WHAT YOU SHOULD DO —
Quote the line containing "of the dark" and all lines that follow it in the listing below, exactly as written.

TASK MATERIAL —
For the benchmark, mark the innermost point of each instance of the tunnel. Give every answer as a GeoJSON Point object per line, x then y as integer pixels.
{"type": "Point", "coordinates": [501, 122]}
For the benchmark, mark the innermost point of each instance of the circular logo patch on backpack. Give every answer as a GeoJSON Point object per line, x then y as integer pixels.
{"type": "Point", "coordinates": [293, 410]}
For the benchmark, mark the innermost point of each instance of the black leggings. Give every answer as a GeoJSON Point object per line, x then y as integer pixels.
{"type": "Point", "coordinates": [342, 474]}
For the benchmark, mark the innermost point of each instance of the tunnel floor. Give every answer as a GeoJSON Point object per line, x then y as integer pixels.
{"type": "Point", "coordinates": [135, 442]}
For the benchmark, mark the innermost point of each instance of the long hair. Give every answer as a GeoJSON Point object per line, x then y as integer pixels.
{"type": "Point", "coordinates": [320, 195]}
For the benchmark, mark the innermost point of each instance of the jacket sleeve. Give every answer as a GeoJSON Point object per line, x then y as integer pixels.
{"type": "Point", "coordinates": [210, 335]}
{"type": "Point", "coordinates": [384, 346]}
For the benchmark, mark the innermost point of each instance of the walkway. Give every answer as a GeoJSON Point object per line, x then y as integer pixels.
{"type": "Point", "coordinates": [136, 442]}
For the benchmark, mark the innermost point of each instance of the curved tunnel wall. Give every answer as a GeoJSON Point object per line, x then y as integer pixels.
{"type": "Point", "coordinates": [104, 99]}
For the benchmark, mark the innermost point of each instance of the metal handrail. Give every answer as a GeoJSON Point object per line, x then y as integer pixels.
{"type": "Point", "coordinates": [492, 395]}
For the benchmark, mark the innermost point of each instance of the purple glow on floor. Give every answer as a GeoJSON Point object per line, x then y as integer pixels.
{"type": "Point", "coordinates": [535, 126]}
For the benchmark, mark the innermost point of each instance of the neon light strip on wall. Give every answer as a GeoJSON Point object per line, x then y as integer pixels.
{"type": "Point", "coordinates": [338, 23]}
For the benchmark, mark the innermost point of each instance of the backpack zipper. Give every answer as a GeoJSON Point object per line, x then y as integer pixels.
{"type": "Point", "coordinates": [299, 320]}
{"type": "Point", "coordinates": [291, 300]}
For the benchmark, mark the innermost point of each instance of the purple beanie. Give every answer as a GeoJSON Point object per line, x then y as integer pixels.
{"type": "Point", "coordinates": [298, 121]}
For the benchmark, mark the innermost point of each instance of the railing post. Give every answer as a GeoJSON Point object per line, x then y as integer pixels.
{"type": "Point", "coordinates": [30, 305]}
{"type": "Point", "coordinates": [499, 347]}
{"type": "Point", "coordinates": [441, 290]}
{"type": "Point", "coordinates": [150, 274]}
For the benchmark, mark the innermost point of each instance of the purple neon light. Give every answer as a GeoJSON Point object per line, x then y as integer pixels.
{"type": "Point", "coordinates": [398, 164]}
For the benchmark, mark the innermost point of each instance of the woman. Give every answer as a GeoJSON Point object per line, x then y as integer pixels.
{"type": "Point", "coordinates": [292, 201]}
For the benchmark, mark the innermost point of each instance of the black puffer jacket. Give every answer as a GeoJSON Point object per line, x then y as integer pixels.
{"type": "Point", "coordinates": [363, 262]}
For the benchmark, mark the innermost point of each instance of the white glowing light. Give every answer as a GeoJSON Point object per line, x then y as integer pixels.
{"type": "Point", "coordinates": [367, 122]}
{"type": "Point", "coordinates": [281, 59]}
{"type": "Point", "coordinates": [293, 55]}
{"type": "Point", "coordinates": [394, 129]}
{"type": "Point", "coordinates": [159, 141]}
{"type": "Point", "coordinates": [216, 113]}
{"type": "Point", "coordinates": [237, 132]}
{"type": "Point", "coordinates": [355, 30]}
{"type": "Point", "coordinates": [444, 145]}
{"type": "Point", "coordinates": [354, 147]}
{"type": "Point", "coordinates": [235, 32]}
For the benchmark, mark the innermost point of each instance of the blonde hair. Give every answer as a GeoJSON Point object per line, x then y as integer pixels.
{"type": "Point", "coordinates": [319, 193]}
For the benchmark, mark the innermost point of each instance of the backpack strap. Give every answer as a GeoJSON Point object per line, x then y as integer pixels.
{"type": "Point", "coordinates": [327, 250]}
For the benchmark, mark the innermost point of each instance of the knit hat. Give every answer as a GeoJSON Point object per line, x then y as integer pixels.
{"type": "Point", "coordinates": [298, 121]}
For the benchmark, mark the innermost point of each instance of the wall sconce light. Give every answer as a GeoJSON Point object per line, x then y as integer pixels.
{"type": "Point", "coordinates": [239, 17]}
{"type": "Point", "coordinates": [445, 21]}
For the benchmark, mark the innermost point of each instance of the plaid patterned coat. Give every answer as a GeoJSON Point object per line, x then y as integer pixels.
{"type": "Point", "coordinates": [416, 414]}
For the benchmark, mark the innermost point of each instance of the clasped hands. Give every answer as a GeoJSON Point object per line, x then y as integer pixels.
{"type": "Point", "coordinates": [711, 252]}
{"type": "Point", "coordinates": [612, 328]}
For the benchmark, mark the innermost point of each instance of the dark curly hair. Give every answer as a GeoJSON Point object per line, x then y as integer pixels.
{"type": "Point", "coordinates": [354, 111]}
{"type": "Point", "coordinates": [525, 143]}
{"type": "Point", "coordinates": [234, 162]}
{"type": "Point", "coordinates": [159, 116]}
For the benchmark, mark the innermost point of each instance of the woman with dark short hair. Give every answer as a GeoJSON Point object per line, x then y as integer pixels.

CORRECT OUTPUT —
For the benchmark, mark the innermost point of each instance of the dark curly hair. Give every answer as a GeoJSON Point object per line, x then y as integer pixels.
{"type": "Point", "coordinates": [354, 111]}
{"type": "Point", "coordinates": [525, 143]}
{"type": "Point", "coordinates": [234, 162]}
{"type": "Point", "coordinates": [159, 116]}
For the benchmark, mark the innermost point of each instance of the woman with dark short hair. Give every answer as a GeoJSON Point object per line, x then y as integer pixels.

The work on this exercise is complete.